[Entries supplied — start]

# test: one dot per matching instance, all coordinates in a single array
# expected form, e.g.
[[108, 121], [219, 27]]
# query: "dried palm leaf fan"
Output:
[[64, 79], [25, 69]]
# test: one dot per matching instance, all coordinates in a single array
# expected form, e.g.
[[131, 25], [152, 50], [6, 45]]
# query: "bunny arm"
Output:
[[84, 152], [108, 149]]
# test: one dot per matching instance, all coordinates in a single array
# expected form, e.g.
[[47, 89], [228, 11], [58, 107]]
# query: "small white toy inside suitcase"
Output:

[Entries supplied — finish]
[Entries supplied — start]

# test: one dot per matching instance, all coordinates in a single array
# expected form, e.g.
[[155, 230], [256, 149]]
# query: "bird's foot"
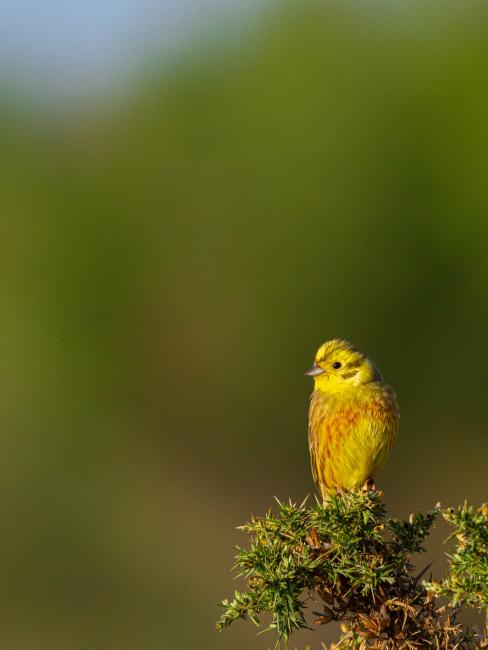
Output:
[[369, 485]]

[Entries supplied — finish]

Task to carry out
Filtering the entries above by the word "query", copy each line that matches.

Output of the exercise
# query: "dried palm leaf fan"
# query: "bunny arm"
# query: "small white toy inside suitcase"
# query: "bird's foot"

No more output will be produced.